#### [Text provided]
┌──

Physical characteristics
- Source: Sierra de Agabama
- Mouth: Caribbean Sea
- • coordinates: 21°40′05″N 79°49′37″W﻿ / ﻿21.66806°N 79.82694°W
- • elevation: 0 metres (0 ft)
- Length: 118 km (73 mi)
- Basin size: 1,713 km^{2} (661 sq mi)

= Agabama River =

River in Cuba

The Agabama River (Spanish: Río Agabama) is a river on the southern slope of the island of Cuba. The river begins in the Santa Clara Mountains and runs 118 km between the Escambray Mountains to the west and Sierra de Sancti Spíritus to the east. It passes through multiple municipalities, one of which being Fomento, before flowing out into the Caribbean Sea and forming a delta. After the river crosses the road between Trinidad and Sancti Spíritus, it gains the name "Manatí". Overall, the total basin area of the river is 1,713 km2. The river has multiple tributaries, some being the Ay, Tabla, Juaya, Mabujina, Guaracabulla, Caracusey, Seibabo, and Sipiapo rivers.

└──

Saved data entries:

┌──

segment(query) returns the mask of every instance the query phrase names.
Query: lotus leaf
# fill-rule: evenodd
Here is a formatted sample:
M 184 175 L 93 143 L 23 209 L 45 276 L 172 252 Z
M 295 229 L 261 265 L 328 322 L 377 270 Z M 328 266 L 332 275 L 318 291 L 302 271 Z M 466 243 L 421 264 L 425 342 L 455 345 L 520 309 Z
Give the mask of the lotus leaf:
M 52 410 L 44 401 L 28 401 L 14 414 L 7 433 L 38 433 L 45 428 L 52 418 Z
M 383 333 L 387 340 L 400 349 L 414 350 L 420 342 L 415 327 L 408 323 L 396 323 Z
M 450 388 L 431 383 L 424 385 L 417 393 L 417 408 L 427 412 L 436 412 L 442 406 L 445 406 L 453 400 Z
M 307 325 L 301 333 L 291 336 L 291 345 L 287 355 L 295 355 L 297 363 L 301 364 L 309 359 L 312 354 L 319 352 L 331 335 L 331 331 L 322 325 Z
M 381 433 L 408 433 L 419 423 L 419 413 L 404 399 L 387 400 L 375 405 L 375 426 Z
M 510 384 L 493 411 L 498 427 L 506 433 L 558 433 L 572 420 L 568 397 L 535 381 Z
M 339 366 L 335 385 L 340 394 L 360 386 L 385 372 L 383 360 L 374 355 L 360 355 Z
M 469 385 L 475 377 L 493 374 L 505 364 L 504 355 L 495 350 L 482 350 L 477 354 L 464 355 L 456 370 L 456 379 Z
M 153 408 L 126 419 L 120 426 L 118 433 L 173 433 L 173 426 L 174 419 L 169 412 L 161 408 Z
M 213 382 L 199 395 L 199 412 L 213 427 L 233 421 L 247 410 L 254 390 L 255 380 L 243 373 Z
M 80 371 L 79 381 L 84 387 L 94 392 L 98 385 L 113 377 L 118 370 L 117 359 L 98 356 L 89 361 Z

└──

#### [What you need to do]
**a.** Into which sea does the Agabama River flow, according to the river article?
**b.** The Agabama River article says the river is known by a second name. Explain what sets off the change and give the new name.
**c.** Continue the article about the Agabama River in Cuba from its final sentence.

#### [Answers in order]
**a.** The Caribbean Sea.

**b.** The river takes the name "Manatí" after it crosses the road between Trinidad and Sancti Spíritus.

**c.**
The river is one of the largest rivers in Sancti Spíritus Province. For much of its course, it cuts deep through sandstone and forms the Agabama valley, one of the valleys of the Valle de los Ingenios, a UNESCO World Heritage Site. Throughout the 1980s, many highly polluting waste products and contaminants were dumped into the river by the Ramón Ponciano, F.N.T.A. plants and the Papelera Pulpa Cuba (Pulpa Cuba Paper Mill).

The river has also overflowed its banks and flooded the village of Agabama multiple times.